Transcribe all the entries word for word, but omit the images.

[Begin]

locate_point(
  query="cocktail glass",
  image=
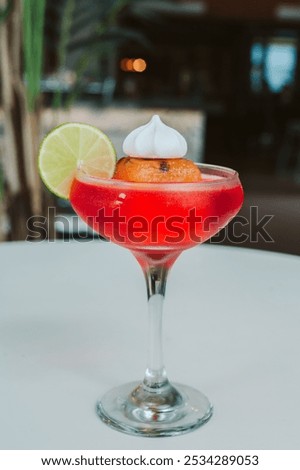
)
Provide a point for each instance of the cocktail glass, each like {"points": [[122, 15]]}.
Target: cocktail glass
{"points": [[156, 222]]}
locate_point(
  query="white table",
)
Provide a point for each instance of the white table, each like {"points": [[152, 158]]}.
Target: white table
{"points": [[72, 325]]}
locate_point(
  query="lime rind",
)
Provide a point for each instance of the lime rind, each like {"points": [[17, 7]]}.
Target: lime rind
{"points": [[68, 145]]}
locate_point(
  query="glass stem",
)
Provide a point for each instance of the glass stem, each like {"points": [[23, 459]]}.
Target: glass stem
{"points": [[156, 278]]}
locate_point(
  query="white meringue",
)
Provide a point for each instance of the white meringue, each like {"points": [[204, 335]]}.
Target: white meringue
{"points": [[155, 140]]}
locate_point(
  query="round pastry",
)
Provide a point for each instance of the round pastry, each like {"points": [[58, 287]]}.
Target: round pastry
{"points": [[157, 170]]}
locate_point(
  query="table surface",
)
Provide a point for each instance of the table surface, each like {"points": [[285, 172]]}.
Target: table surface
{"points": [[73, 325]]}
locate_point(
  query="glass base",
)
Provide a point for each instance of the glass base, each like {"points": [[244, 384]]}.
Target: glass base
{"points": [[134, 408]]}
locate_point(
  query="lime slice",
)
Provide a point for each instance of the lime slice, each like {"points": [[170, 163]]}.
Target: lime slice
{"points": [[69, 146]]}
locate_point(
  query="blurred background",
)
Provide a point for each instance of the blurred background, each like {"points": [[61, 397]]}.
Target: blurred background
{"points": [[226, 73]]}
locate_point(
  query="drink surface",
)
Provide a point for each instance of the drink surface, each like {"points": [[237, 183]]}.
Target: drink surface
{"points": [[157, 217]]}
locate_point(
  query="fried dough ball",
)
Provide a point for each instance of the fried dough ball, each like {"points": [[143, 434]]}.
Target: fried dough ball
{"points": [[157, 170]]}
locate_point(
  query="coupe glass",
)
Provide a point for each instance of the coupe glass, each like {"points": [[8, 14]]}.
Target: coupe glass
{"points": [[156, 222]]}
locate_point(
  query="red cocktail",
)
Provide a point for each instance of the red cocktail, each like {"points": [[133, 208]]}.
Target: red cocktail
{"points": [[157, 221]]}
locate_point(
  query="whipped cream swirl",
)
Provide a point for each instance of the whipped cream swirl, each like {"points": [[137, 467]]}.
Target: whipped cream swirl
{"points": [[155, 140]]}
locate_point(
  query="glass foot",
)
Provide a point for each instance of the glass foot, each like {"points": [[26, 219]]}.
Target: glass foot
{"points": [[134, 408]]}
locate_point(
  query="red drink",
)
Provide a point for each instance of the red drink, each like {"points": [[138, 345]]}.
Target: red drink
{"points": [[156, 217]]}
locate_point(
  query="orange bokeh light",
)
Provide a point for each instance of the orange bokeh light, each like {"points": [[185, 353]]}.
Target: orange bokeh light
{"points": [[133, 65], [139, 65]]}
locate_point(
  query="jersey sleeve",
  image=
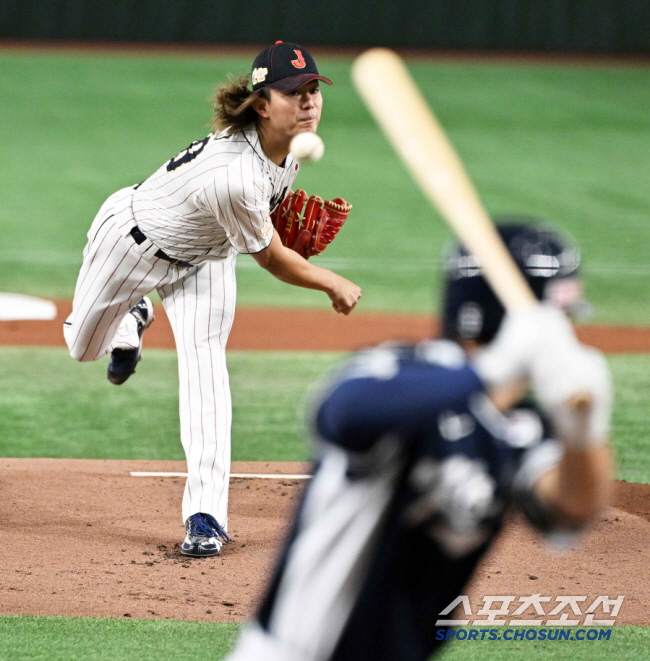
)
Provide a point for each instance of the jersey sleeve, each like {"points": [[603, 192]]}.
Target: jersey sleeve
{"points": [[381, 395], [239, 199]]}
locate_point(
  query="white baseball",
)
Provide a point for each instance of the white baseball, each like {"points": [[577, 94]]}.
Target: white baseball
{"points": [[307, 147]]}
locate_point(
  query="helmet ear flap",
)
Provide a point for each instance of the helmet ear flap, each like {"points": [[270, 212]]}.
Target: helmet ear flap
{"points": [[547, 259]]}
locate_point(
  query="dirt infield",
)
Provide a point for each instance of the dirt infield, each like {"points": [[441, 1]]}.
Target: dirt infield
{"points": [[110, 546], [85, 538], [315, 330]]}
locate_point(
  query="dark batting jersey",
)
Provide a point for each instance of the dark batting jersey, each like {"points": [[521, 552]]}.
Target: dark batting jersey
{"points": [[416, 468]]}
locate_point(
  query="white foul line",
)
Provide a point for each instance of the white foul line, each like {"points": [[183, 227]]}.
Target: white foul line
{"points": [[255, 476]]}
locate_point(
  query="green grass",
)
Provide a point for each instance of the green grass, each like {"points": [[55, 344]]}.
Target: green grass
{"points": [[103, 639], [567, 143], [51, 406]]}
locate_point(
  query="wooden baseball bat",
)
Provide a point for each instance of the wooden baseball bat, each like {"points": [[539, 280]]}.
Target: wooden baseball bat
{"points": [[389, 91]]}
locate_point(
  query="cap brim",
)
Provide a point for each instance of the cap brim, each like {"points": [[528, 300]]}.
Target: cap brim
{"points": [[291, 83]]}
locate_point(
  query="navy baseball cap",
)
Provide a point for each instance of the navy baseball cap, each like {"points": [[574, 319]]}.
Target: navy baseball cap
{"points": [[284, 67]]}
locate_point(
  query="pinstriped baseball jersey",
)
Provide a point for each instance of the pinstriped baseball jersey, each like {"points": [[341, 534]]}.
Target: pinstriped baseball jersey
{"points": [[213, 198]]}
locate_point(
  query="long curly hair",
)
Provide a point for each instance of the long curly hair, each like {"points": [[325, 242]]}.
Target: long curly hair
{"points": [[233, 105]]}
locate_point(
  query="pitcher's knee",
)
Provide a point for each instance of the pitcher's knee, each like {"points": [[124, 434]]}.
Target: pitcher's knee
{"points": [[78, 350]]}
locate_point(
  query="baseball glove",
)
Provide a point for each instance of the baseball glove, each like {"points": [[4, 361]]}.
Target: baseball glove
{"points": [[309, 233]]}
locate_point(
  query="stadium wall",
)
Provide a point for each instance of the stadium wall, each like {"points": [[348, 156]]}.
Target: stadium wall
{"points": [[560, 26]]}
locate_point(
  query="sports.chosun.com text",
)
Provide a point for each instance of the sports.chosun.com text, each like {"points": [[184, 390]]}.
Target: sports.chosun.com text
{"points": [[485, 633]]}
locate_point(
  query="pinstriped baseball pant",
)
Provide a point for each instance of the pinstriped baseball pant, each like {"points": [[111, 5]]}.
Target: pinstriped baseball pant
{"points": [[200, 303]]}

[End]

● **Solution to this problem**:
locate_point(
  query="cocktail glass",
  image=
)
Provide a point for each instance of the cocktail glass, each like {"points": [[122, 15]]}.
Target: cocktail glass
{"points": [[156, 222]]}
locate_point(
  query="white table",
)
Provide a point for each instance of the white table, each like {"points": [[152, 158]]}.
Target: white table
{"points": [[72, 325]]}
locate_point(
  query="lime rind",
)
Provide a point for each instance of the lime rind, each like {"points": [[17, 7]]}.
Target: lime rind
{"points": [[68, 145]]}
locate_point(
  query="glass stem",
)
Provide a point for each instance of the glass stem, each like {"points": [[23, 459]]}.
Target: glass stem
{"points": [[156, 278]]}
locate_point(
  query="white meringue",
)
Provide a point for each instance of the white meringue, each like {"points": [[204, 335]]}.
Target: white meringue
{"points": [[155, 140]]}
locate_point(
  query="round pastry",
)
Provide a point for each instance of the round pastry, each like {"points": [[58, 287]]}.
Target: round pastry
{"points": [[157, 170]]}
locate_point(
  query="table surface",
)
Provide a point for each instance of the table surface, each like {"points": [[285, 172]]}.
Target: table surface
{"points": [[73, 325]]}
locate_point(
  query="glass base",
)
Provide a point for each instance of the glass base, each like {"points": [[244, 384]]}.
Target: glass base
{"points": [[134, 408]]}
locate_point(
  query="lime slice",
)
Provide a point for each instance of the lime slice, each like {"points": [[170, 163]]}.
Target: lime slice
{"points": [[69, 146]]}
locate_point(
  query="blurred background",
)
Provide a point for each instance of the blurred background, each like {"points": [[61, 397]]}.
Target: blurred background
{"points": [[226, 73]]}
locate_point(
  query="drink surface",
)
Provide a point for each instance of the drink surface, each like {"points": [[237, 183]]}.
Target: drink surface
{"points": [[157, 217]]}
locate_point(
  query="fried dough ball",
)
Provide a point for each instance of the fried dough ball, each like {"points": [[143, 434]]}.
Target: fried dough ball
{"points": [[157, 170]]}
locate_point(
  query="coupe glass",
)
Provide a point for each instance of the coupe glass, each like {"points": [[8, 14]]}.
Target: coupe glass
{"points": [[156, 222]]}
locate_point(
  query="red cocktail",
)
Provide a point for each instance of the red cocktail, each like {"points": [[133, 208]]}.
Target: red cocktail
{"points": [[157, 221]]}
locate_point(
  query="whipped cream swirl",
)
Provide a point for each instance of the whipped cream swirl, each like {"points": [[137, 467]]}.
Target: whipped cream swirl
{"points": [[155, 140]]}
locate_point(
  query="glass foot",
)
Provide a point for each instance of the glass foot, each like {"points": [[26, 219]]}.
Target: glass foot
{"points": [[134, 408]]}
locate_point(
  query="red drink",
)
Provide a point for each instance of the red drink, each like {"points": [[138, 345]]}.
Target: red drink
{"points": [[156, 217]]}
locate_point(
  query="orange bokeh light",
)
Provide a point for each instance of the orange bokeh light, each like {"points": [[185, 353]]}.
Target: orange bokeh light
{"points": [[133, 65], [139, 65]]}
locate_point(
  query="jersey sleeve",
  image=
)
Provide a point for each instance of the jersey sleeve, each like {"points": [[603, 192]]}.
Target: jersey sleeve
{"points": [[381, 395], [239, 199]]}
locate_point(
  query="white baseball",
)
Provide a point for each instance of the white baseball, each like {"points": [[577, 94]]}.
Target: white baseball
{"points": [[307, 147]]}
locate_point(
  query="helmet ear flap",
)
Provide a point for each instance of the helmet ear flap, each like {"points": [[270, 212]]}.
Target: helmet ear flap
{"points": [[547, 259]]}
locate_point(
  query="dirt infield",
)
Provide a point for each instance of the dirt infield, each like {"points": [[441, 1]]}.
Target: dirt infield
{"points": [[110, 546], [85, 538], [315, 330]]}
locate_point(
  query="dark batting jersey",
)
Provide a point for each instance of the dark batting jersey, each like {"points": [[521, 552]]}.
Target: dark batting jersey
{"points": [[416, 468]]}
locate_point(
  query="white foul line",
)
Provide a point for each instance of the white foul line, each like {"points": [[183, 227]]}.
Target: white foul line
{"points": [[255, 476]]}
locate_point(
  query="green grass",
)
Provide a point for each instance of the green grass, each like {"points": [[55, 344]]}.
Target: green grass
{"points": [[103, 639], [567, 143], [51, 406]]}
locate_point(
  query="wooden baseball bat",
)
Provide a point for each instance of the wooden baseball bat, each like {"points": [[539, 280]]}.
Target: wooden baseball bat
{"points": [[389, 91]]}
locate_point(
  query="cap brim",
)
Provide a point for each instance of the cap brim, each like {"points": [[528, 300]]}.
Target: cap brim
{"points": [[291, 83]]}
locate_point(
  query="navy baseball cap",
)
Provide a point for each instance of the navy baseball cap, each like {"points": [[574, 319]]}.
Target: navy baseball cap
{"points": [[284, 67]]}
locate_point(
  query="pinstriped baseball jersey",
)
Provide a point for each instance of the pinstriped baseball jersey, each like {"points": [[341, 534]]}.
Target: pinstriped baseball jersey
{"points": [[213, 198]]}
locate_point(
  query="long curly hair",
)
Provide a point for each instance of the long curly hair, each like {"points": [[325, 242]]}.
Target: long curly hair
{"points": [[233, 105]]}
locate_point(
  query="pitcher's knee",
)
Provide a point for each instance of the pitcher's knee, each like {"points": [[124, 434]]}.
Target: pitcher's knee
{"points": [[78, 350]]}
locate_point(
  query="baseball glove",
)
Provide a point for each instance of the baseball glove, each like {"points": [[4, 361]]}.
Target: baseball glove
{"points": [[309, 233]]}
locate_point(
  query="stadium wall",
)
Provide a point for each instance of the stadium wall, each like {"points": [[348, 156]]}.
Target: stadium wall
{"points": [[560, 26]]}
locate_point(
  query="sports.chosun.com text",
)
Provide a point for each instance of the sports.chosun.com text, each like {"points": [[184, 390]]}.
Target: sports.chosun.com text
{"points": [[485, 633]]}
locate_point(
  query="pinstriped baseball pant",
)
Provide a point for each instance of the pinstriped baseball pant, each like {"points": [[111, 5]]}.
Target: pinstriped baseball pant
{"points": [[200, 303]]}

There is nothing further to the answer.